Ação necessária 1:
Liste os tópicos iniciais que, segundo Raphael no trecho fornecido, necessitam atenção.
Ação necessária 2:
De acordo com o trecho fornecido, que instituição produziu a pomada cicatrizante à base de coco?

Trecho fornecido:
....

Ele também ressalta a necessidade de focar os gastos no meio ambiente. Isso porque o Brasil se encontra em um momento delicado devido ao desmatamento na Amazônia e as queimadas no Pantanal. “A questão ambiental não pode esperar mais. O Brasil está perdendo espaço no mercado internacional, está sofrendo ameaças por conta da irresponsabilidade ambiental”, afirma Adalton.
Paulo Daniel tem uma visão semelhante em relação ao futuro da economia. No lugar de Paulo Guedes, ele realizaria um planejamento juntamente com os governadores dos estados, aprimoraria o SUS e definiria a balança comercial brasileira. Para ele, também é “fundamental que a gente comece a criar produtos que estão ligados à biodiversidade, que tenham alto valor agregado. Por exemplo, a Universidade Federal do Ceará produziu uma pomada cicatrizante à base de coco que está pronta para comercialização em larga escala. Por que a gente não faz desse produto algo extremamente brasileiro?”.
Já para Raphael, “existem três tópicos iniciais que necessitam atenção: garantir renda para as pessoas, reformar nosso sistema tributário e, por fim, criar um programa de investimento público associado à infraestrutura social.” De acordo com ele, “a retomada da economia brasileira não parece estar no espaço das ações da política econômica. Estão retirando direitos, acumulando reformas, mas não estão tendo resultado do ponto de vista econômico. Não me parece nem que a equipe econômica tem um plano pra isso, nem que as ações tomadas são suficientes para promover essa trajetória da retomada.”

....

Trechos de um conjunto de dados:
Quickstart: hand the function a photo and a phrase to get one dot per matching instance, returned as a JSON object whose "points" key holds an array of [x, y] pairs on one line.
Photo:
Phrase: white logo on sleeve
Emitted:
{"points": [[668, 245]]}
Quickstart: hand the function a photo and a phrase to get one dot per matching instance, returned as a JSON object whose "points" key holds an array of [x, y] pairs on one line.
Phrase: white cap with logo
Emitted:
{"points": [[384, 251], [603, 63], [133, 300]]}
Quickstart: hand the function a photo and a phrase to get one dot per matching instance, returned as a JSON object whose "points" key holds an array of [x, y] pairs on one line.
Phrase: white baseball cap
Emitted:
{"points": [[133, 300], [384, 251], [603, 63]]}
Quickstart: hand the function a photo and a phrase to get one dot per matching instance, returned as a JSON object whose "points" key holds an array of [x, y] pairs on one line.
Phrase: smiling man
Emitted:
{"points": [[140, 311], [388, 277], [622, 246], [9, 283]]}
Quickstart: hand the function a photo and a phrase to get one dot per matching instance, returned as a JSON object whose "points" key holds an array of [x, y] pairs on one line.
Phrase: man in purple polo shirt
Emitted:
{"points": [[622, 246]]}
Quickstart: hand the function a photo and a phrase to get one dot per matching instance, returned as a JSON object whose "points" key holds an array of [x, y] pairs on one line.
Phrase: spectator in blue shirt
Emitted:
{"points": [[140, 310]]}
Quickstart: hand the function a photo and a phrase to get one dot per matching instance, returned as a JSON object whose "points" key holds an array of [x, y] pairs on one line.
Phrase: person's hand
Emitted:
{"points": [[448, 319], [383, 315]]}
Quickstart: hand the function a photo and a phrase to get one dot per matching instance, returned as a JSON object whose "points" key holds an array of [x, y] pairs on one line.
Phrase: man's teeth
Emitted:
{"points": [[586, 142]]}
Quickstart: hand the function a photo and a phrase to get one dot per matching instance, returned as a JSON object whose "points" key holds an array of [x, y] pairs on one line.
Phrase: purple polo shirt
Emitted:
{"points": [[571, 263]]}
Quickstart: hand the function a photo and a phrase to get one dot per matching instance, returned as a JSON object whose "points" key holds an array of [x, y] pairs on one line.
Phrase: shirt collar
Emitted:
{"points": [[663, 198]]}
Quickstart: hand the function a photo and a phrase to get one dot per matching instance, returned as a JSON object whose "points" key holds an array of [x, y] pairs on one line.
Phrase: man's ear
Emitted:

....

Resposta escrita 1:
- Garantir renda para as pessoas
- Reformar o sistema tributário
- Criar um programa de investimento público associado à infraestrutura social

Resposta escrita 2:
A Universidade Federal do Ceará.